Records in a dataset
— begin —

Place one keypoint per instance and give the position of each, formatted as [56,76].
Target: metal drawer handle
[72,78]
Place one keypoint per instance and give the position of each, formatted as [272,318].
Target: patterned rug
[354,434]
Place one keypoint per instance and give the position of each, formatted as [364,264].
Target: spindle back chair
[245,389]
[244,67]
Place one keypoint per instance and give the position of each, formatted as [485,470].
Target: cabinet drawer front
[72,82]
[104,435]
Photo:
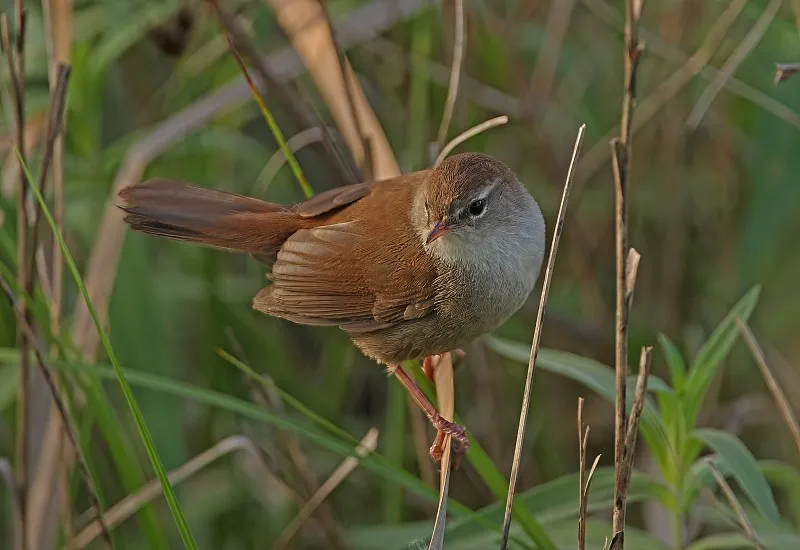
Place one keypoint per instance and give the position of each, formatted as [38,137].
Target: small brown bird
[408,267]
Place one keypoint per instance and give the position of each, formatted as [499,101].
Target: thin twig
[624,470]
[268,396]
[132,503]
[348,465]
[16,69]
[547,61]
[459,46]
[303,115]
[742,50]
[57,104]
[584,481]
[67,423]
[621,165]
[7,475]
[464,136]
[582,441]
[737,507]
[278,159]
[784,71]
[341,61]
[236,40]
[596,157]
[537,334]
[445,394]
[772,384]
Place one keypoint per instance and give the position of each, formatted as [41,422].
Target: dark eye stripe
[477,207]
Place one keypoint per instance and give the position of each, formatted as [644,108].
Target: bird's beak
[440,228]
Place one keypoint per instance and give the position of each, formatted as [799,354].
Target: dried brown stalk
[784,71]
[742,50]
[651,105]
[131,504]
[15,58]
[584,481]
[364,448]
[621,164]
[537,334]
[774,388]
[83,466]
[303,21]
[341,62]
[459,47]
[443,379]
[268,397]
[622,481]
[467,134]
[57,104]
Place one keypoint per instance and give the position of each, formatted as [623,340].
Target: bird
[409,267]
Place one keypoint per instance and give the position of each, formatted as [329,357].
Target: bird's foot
[459,438]
[430,362]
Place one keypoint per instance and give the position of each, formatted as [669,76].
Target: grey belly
[444,330]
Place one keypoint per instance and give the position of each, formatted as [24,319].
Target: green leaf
[597,377]
[373,463]
[144,432]
[706,364]
[675,362]
[497,483]
[744,468]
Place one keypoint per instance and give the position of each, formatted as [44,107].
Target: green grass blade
[675,362]
[373,463]
[706,364]
[495,480]
[743,467]
[393,446]
[141,426]
[269,385]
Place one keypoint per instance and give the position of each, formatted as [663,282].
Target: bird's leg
[428,362]
[443,426]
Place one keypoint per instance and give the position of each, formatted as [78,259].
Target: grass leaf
[743,467]
[706,364]
[141,426]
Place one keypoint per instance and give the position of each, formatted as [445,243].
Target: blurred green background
[715,210]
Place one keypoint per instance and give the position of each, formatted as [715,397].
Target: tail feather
[177,210]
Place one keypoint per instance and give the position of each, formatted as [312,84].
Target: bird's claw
[459,438]
[430,362]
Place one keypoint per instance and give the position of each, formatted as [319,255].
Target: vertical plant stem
[459,42]
[621,161]
[16,70]
[537,334]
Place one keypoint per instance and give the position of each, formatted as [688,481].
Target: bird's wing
[363,271]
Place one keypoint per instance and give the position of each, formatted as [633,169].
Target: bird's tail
[177,210]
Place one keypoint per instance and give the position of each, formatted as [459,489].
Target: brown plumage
[409,267]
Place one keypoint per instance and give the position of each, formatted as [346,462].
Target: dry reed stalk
[784,71]
[348,465]
[547,60]
[537,334]
[70,432]
[774,388]
[737,507]
[303,21]
[459,48]
[742,50]
[651,105]
[132,503]
[443,379]
[584,480]
[15,58]
[621,164]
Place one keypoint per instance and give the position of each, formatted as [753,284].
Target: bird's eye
[477,207]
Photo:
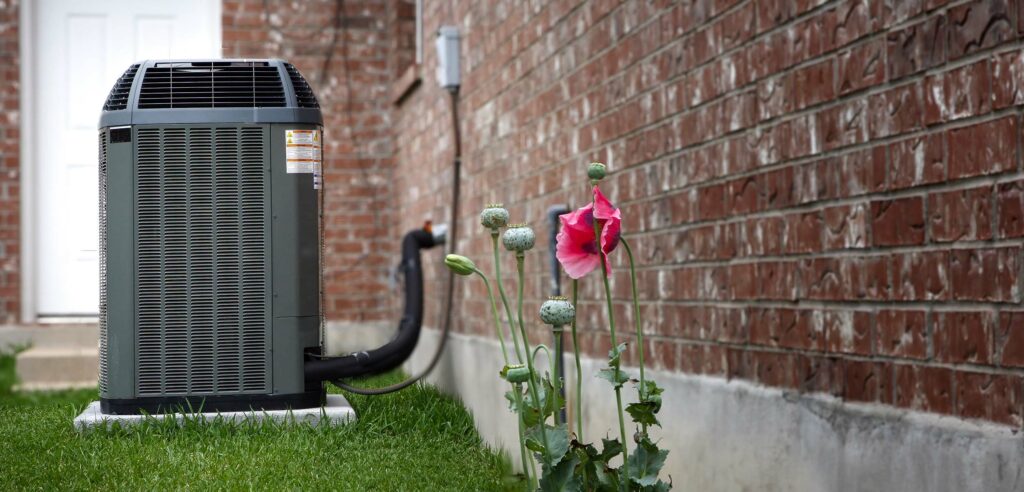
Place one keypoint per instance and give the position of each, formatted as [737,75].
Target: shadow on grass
[417,439]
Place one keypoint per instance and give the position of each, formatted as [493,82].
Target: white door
[79,49]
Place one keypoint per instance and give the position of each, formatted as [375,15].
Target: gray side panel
[296,265]
[296,242]
[291,335]
[120,275]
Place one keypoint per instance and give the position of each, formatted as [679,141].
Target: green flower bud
[517,373]
[494,216]
[460,264]
[557,311]
[596,171]
[518,238]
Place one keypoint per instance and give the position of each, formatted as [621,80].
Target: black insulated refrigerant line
[400,347]
[395,352]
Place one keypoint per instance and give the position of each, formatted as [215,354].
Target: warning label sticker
[302,151]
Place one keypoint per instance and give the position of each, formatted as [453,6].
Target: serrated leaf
[651,387]
[560,477]
[643,413]
[645,462]
[616,377]
[615,355]
[609,449]
[659,486]
[553,450]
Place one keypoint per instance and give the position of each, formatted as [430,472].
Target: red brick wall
[358,156]
[9,177]
[824,196]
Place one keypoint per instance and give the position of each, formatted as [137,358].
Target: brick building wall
[348,59]
[824,196]
[9,165]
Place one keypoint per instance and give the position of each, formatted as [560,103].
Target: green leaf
[645,462]
[657,487]
[613,375]
[610,449]
[561,477]
[556,446]
[643,412]
[615,354]
[551,402]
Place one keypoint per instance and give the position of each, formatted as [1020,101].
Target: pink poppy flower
[577,247]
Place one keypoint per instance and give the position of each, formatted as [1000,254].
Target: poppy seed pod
[518,238]
[557,311]
[517,373]
[494,216]
[460,264]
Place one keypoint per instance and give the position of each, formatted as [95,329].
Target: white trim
[27,156]
[68,320]
[27,148]
[216,11]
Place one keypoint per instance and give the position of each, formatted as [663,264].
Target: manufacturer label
[302,151]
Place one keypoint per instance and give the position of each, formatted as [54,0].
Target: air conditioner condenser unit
[209,238]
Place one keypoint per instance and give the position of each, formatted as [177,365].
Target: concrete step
[57,368]
[48,335]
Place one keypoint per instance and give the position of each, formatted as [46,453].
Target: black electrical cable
[450,287]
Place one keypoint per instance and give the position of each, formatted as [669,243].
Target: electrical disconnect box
[448,57]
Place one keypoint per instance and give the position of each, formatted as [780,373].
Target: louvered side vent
[203,304]
[303,93]
[118,98]
[102,263]
[212,84]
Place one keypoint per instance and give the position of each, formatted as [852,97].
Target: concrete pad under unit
[337,411]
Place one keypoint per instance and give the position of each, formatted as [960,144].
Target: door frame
[27,151]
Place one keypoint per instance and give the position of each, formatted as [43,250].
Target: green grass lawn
[417,439]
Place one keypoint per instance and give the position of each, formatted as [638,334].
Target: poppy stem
[576,352]
[505,300]
[639,329]
[614,345]
[519,260]
[494,312]
[527,464]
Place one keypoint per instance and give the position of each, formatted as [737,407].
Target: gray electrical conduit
[450,287]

— end —

◆ The task:
Lay out the data above as a Markdown table with the columns "Row" and "Line," putting each line in its own numbered row and leaving out the pictures and any blank lines.

◆ Solution for this problem:
| Row | Line |
|---|---|
| 1 | Place one keypoint per instance and give the position of each, formatted as [56,76]. |
| 2 | Target: metal drawer handle |
| 3 | [72,78] |
| 4 | Place one keypoint per instance and give the position of each, formatted as [272,318]. |
| 5 | Target: patterned rug |
| 6 | [354,434] |
| 7 | Place one keypoint per instance and give the position of each, formatted as [364,264]. |
| 8 | Target: spindle back chair |
| 9 | [245,389] |
| 10 | [244,67] |
| 11 | Place one keypoint per instance and give the position of each, formatted as [485,470]. |
| 12 | Target: cabinet drawer front |
| 13 | [72,82] |
| 14 | [104,435] |
| 15 | Photo: |
| 16 | Place one keypoint per instance and give the position of each, formatted as [38,137]. |
| 17 | Target: small brown bird |
| 18 | [408,267] |
| 19 | Place one keypoint per instance and give the position of each, formatted as [499,101]. |
| 20 | Target: thin twig |
| 21 | [624,470] |
| 22 | [268,396] |
| 23 | [132,503] |
| 24 | [348,465] |
| 25 | [16,69] |
| 26 | [547,61] |
| 27 | [459,46] |
| 28 | [303,115] |
| 29 | [742,50] |
| 30 | [57,104] |
| 31 | [584,481] |
| 32 | [67,423] |
| 33 | [621,165] |
| 34 | [7,475] |
| 35 | [464,136] |
| 36 | [582,441] |
| 37 | [737,507] |
| 38 | [278,159] |
| 39 | [784,71] |
| 40 | [341,61] |
| 41 | [236,40] |
| 42 | [596,157] |
| 43 | [537,334] |
| 44 | [445,394] |
| 45 | [772,384] |
| 46 | Place one keypoint per instance and give the position of each, formatted as [41,422]. |
| 47 | Target: dark eye stripe |
| 48 | [477,207] |
| 49 | Place one keypoint per instance and give the position of each, formatted as [644,108]. |
| 50 | Target: bird's beak |
| 51 | [440,228] |
| 52 | Place one keypoint per instance and give the position of each, formatted as [799,354]. |
| 53 | Target: dried brown stalk |
| 54 | [784,71] |
| 55 | [742,50] |
| 56 | [651,105] |
| 57 | [131,504] |
| 58 | [15,58] |
| 59 | [584,481] |
| 60 | [364,448] |
| 61 | [621,164] |
| 62 | [537,334] |
| 63 | [774,388] |
| 64 | [83,466] |
| 65 | [303,21] |
| 66 | [341,62] |
| 67 | [459,47] |
| 68 | [443,379] |
| 69 | [268,397] |
| 70 | [622,481] |
| 71 | [467,134] |
| 72 | [57,104] |
| 73 | Place one keypoint per instance and give the position of each, formatted as [623,340]. |
| 74 | Target: bird |
| 75 | [409,267] |
| 76 | Place one keypoint per instance and give the position of each, formatted as [329,357]. |
| 77 | Target: bird's foot |
| 78 | [459,438] |
| 79 | [430,362] |
| 80 | Place one keypoint per instance and give the position of each, formatted as [669,76]. |
| 81 | Target: grey belly |
| 82 | [444,330] |
| 83 | Place one keypoint per instance and give the position of each, formatted as [24,319]. |
| 84 | Target: green leaf |
| 85 | [597,377] |
| 86 | [373,463] |
| 87 | [144,432] |
| 88 | [706,364] |
| 89 | [675,362] |
| 90 | [497,483] |
| 91 | [744,468] |
| 92 | Place one keypoint per instance and give the position of each, formatted as [44,107]. |
| 93 | Target: green grass blade |
| 94 | [675,362] |
| 95 | [373,463] |
| 96 | [706,364] |
| 97 | [495,480] |
| 98 | [743,467] |
| 99 | [393,446] |
| 100 | [141,426] |
| 101 | [269,385] |
| 102 | Place one keypoint per instance and give the position of each, formatted as [663,282]. |
| 103 | Target: bird's leg |
| 104 | [428,362] |
| 105 | [443,426] |
| 106 | Place one keypoint per instance and give the position of each, formatted as [78,259]. |
| 107 | Target: grass leaf |
| 108 | [743,467] |
| 109 | [706,364] |
| 110 | [141,426] |
| 111 | Place one keypoint per instance and give the position of each, formatted as [445,243]. |
| 112 | Target: blurred green background |
| 113 | [715,210] |
| 114 | Place one keypoint per instance and give the position of each, formatted as [715,397]. |
| 115 | Target: tail feather |
| 116 | [177,210] |
| 117 | Place one keypoint per instance and give the position of each, formatted as [312,84]. |
| 118 | Target: bird's claw |
| 119 | [459,438] |
| 120 | [430,362] |
| 121 | Place one keypoint per instance and give the position of each, formatted as [319,255]. |
| 122 | Target: vertical plant stem |
| 123 | [459,42] |
| 124 | [621,161] |
| 125 | [16,70] |
| 126 | [537,334] |
| 127 | Place one keypoint per instance and give the position of each, formatted as [688,481]. |
| 128 | Target: bird's wing |
| 129 | [363,271] |
| 130 | Place one keypoint per instance and give the position of each, formatted as [633,169]. |
| 131 | Target: bird's tail |
| 132 | [177,210] |
| 133 | Place one keypoint per instance and give the position of each, formatted as [459,489]. |
| 134 | Target: brown plumage |
| 135 | [409,267] |
| 136 | Place one keypoint per instance and give the position of each, formatted as [346,462]. |
| 137 | Target: dry reed stalk |
| 138 | [784,71] |
| 139 | [348,465] |
| 140 | [547,60] |
| 141 | [537,334] |
| 142 | [70,432] |
| 143 | [774,388] |
| 144 | [737,507] |
| 145 | [303,21] |
| 146 | [459,48] |
| 147 | [742,50] |
| 148 | [651,105] |
| 149 | [132,503] |
| 150 | [443,379] |
| 151 | [584,480] |
| 152 | [15,58] |
| 153 | [621,164] |
| 154 | Place one keypoint per instance and give the position of each, formatted as [753,284]. |
| 155 | Target: bird's eye |
| 156 | [477,207] |
| 157 | Photo: |
| 158 | Place one keypoint per instance and give the position of each, formatted as [737,75]. |
| 159 | Target: shadow on grass |
| 160 | [417,439] |
| 161 | Place one keypoint per instance and give the position of each, formatted as [493,82]. |
| 162 | Target: white door |
| 163 | [79,49] |
| 164 | Place one keypoint per instance and give the position of each, formatted as [375,15]. |
| 165 | Target: gray side panel |
| 166 | [296,265] |
| 167 | [296,242] |
| 168 | [291,335] |
| 169 | [120,275] |
| 170 | Place one keypoint per instance and give the position of each, formatted as [679,141]. |
| 171 | Target: green flower bud |
| 172 | [517,373] |
| 173 | [494,216] |
| 174 | [460,264] |
| 175 | [557,311] |
| 176 | [596,171] |
| 177 | [518,238] |
| 178 | Place one keypoint per instance and give the position of each, formatted as [621,80]. |
| 179 | Target: black insulated refrigerant line |
| 180 | [400,347] |
| 181 | [395,352] |
| 182 | Place one keypoint per instance and give the position of each, formatted as [215,354]. |
| 183 | Target: warning label sticker |
| 184 | [302,151] |
| 185 | Place one keypoint per instance and give the position of each, formatted as [453,6]. |
| 186 | Target: serrated leaf |
| 187 | [651,387] |
| 188 | [560,477] |
| 189 | [643,413] |
| 190 | [645,462] |
| 191 | [616,377] |
| 192 | [615,355] |
| 193 | [609,449] |
| 194 | [659,486] |
| 195 | [553,450] |
| 196 | Place one keypoint per instance and give the position of each, formatted as [430,472]. |
| 197 | Target: red brick wall |
| 198 | [358,156] |
| 199 | [9,177] |
| 200 | [824,196] |
| 201 | Place one keypoint per instance and give the position of each, formatted as [137,358]. |
| 202 | Target: brick building wall |
| 203 | [348,59] |
| 204 | [824,196] |
| 205 | [9,165] |
| 206 | Place one keypoint per instance and give the position of each, formatted as [560,103]. |
| 207 | Target: green leaf |
| 208 | [645,462] |
| 209 | [657,487] |
| 210 | [613,375] |
| 211 | [610,449] |
| 212 | [561,477] |
| 213 | [556,446] |
| 214 | [643,412] |
| 215 | [615,354] |
| 216 | [551,402] |
| 217 | Place one keypoint per instance and give the position of each, formatted as [1020,101]. |
| 218 | Target: pink poppy flower |
| 219 | [577,247] |
| 220 | Place one keypoint per instance and give the position of each, formatted as [1000,254]. |
| 221 | Target: poppy seed pod |
| 222 | [518,238] |
| 223 | [557,311] |
| 224 | [517,373] |
| 225 | [494,216] |
| 226 | [460,264] |
| 227 | Place one keypoint per instance and give the position of each, formatted as [95,329]. |
| 228 | Target: white trim |
| 229 | [27,156] |
| 230 | [68,320] |
| 231 | [27,148] |
| 232 | [216,11] |
| 233 | Place one keypoint per instance and give the position of each, formatted as [663,264]. |
| 234 | Target: manufacturer label |
| 235 | [302,151] |
| 236 | Place one keypoint per instance and give the position of each, formatted as [54,0]. |
| 237 | Target: air conditioner condenser unit |
| 238 | [209,238] |
| 239 | Place one keypoint per instance and give the position of each, formatted as [177,365]. |
| 240 | Target: concrete step |
| 241 | [57,368] |
| 242 | [48,335] |
| 243 | Place one keypoint per instance and give the position of each, formatted as [46,453]. |
| 244 | Target: black electrical cable |
| 245 | [450,287] |
| 246 | Place one keypoint per instance and give the position of each, formatted as [669,243]. |
| 247 | Target: electrical disconnect box |
| 248 | [448,57] |
| 249 | Place one keypoint per instance and give the position of each, formatted as [780,373]. |
| 250 | Target: louvered side vent |
| 251 | [203,304] |
| 252 | [303,93] |
| 253 | [118,98] |
| 254 | [102,263] |
| 255 | [212,84] |
| 256 | Place one keypoint per instance and give the position of each, formatted as [852,97]. |
| 257 | Target: concrete pad under unit |
| 258 | [337,411] |
| 259 | Place one keypoint per instance and give the position of each, formatted as [960,144]. |
| 260 | Target: door frame |
| 261 | [27,151] |
| 262 | Place one keypoint per instance and give the position of each, formatted as [43,250]. |
| 263 | Target: green grass lawn |
| 264 | [417,439] |
| 265 | Place one keypoint per instance and give the position of each, formatted as [638,334]. |
| 266 | Target: poppy stem |
| 267 | [576,352] |
| 268 | [505,300] |
| 269 | [639,329] |
| 270 | [614,345] |
| 271 | [519,260] |
| 272 | [494,312] |
| 273 | [527,464] |
| 274 | Place one keypoint per instance and give the position of each, formatted as [737,407]. |
| 275 | Target: gray electrical conduit |
| 276 | [450,287] |